Prompt A
Copy out the stretch of the film review from "Today I saw, in" through "not having them.".
Prompt B
In the film review, list the things the women in EATING say they do in their fights with food.
Prompt C
Keep writing the film review from where it stops.

Extract
Eating (1990)

reviewed by
Myra VanInwegen


                                     EATING
                       A film review by Myra Van Inwegen
                        Copyright 1991 Myra Van Inwegen

Today I saw, in a matinee, STRANGERS IN GOOD COMPANY (directed by ?, sorry, I forgot to write it down; it's a woman, and the film is sponsored by the National Film Board of Canada) [reviewed in a separate article]. This time last week I saw EATING, directed by Henry Jaglom. EATING is about a bunch of mostly beautiful, rich, well-dressed, successful women gathered for a triple birthday party. STRANGERS IN GOOD COMPANY is about seven very ordinary women, six of whom are senior citizens, who have gotten stranded by a broken-down bus. Neither film has any male characters in it (except for a very brief glimpse of a male at the very end of STRANGERS IN GOOD COMPANY), and neither film is missing anything by not having them.

EATING is a fast-moving film where emotions run high and the words run fast, and all the scenes are filled with people. STRANGERS is a much slower, quiet film, where the Canadian countryside is as much a part of the film as the characters are, and emotions are much more subdued, as if the many years of living have put these women's feeling deeper into them. EATING is billed as a comedy, but I thought is was much more serious than funny, and the end result is that I felt very depressed about being a woman. STRANGERS is actually very funny, in a quiet way, and I left the theater feeling uplifted.

EATING is about women and food. And boyfriends and husbands and careers and friendship and loyalty and trust and childbearing and daughters and mothers and smoking and drugs and cosmetic surgery. But more about food and the way we view our bodies than anything else. The overwhelming feeling I have about this movie, a week after seeing it, is that it is about beautiful women complaining about how ugly and fat they are. Now, not all the women in the film have the shapes of Vogue models (although some did), but most of them had perfectly normal shapes. And all these women were talking about their fights with food: how they would binge, then starve themselves or force themselves to throw up, and how each of them felt inferior in the company of all the other women.

Data entries
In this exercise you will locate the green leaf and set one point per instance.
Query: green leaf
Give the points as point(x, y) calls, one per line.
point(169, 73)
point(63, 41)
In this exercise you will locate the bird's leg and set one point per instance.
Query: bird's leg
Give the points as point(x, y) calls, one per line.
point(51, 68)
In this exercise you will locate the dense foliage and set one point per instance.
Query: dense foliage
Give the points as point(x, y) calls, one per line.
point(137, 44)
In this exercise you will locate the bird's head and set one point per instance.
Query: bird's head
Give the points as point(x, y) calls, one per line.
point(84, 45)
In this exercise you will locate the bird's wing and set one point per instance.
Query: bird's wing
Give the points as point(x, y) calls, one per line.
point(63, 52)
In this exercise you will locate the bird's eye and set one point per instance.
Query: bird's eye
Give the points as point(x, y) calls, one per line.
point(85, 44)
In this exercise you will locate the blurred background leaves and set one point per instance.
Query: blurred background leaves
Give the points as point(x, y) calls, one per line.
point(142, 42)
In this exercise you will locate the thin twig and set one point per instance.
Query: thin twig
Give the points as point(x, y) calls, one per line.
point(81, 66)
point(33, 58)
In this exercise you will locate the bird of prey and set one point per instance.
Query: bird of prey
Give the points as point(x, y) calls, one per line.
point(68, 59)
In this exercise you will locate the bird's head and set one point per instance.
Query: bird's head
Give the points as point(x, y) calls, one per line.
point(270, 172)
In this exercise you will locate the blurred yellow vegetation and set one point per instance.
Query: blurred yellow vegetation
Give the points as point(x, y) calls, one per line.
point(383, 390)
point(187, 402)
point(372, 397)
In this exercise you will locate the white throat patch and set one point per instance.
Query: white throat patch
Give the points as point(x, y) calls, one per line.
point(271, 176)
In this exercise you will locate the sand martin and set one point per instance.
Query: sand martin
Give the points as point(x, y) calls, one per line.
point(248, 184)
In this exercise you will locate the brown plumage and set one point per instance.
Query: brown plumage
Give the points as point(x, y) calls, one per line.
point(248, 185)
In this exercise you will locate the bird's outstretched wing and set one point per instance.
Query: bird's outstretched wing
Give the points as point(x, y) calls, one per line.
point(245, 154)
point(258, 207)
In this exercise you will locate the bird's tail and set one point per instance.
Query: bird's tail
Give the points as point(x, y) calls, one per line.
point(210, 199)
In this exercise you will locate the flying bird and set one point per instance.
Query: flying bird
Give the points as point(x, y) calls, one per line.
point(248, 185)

Response box A
Today I saw, in a matinee, STRANGERS IN GOOD COMPANY (directed by ?, sorry, I forgot to write it down; it's a woman, and the film is sponsored by the National Film Board of Canada) [reviewed in a separate article]. This time last week I saw EATING, directed by Henry Jaglom. EATING is about a bunch of mostly beautiful, rich, well-dressed, successful women gathered for a triple birthday party. STRANGERS IN GOOD COMPANY is about seven very ordinary women, six of whom are senior citizens, who have gotten stranded by a broken-down bus. Neither film has any male characters in it (except for a very brief glimpse of a male at the very end of STRANGERS IN GOOD COMPANY), and neither film is missing anything by not having them.

Response box B
They binge.
They starve themselves.
They force themselves to throw up.

Response box C
This made me think pretty seriously about myself. I am right now about the lightest I have been since growing to full size, but yet I still feel fat. I'm not thin, but neither am I fat, and I'm actually in quite good physical shape (I'm exercising lots nowadays). Now, I could lose about 10 pounds, and it wouldn't be physically damaging to me, but on the other hand, it wouldn't make me any healthier either. Yes, I would look better *by society's standards*, but is that a sufficient reason to lose weight? A man with a build similar to mine would simply be considered stocky, and no one would suggest that he go on a diet or ask him if he had gained weight recently. But as women, we are subjected to that sort of treatment.

After seeing this movie, and seeing the extremes this can be taken to, I say: to Hell with it. We are beautiful *as we are*; we don't need to be dangerously thin to look good. In the past week, since seeing the film, I have found myself challenging traditional notions of beauty when expressed by my friends. I hope this stays with me.

     I believe EATING should be see by every woman who eats.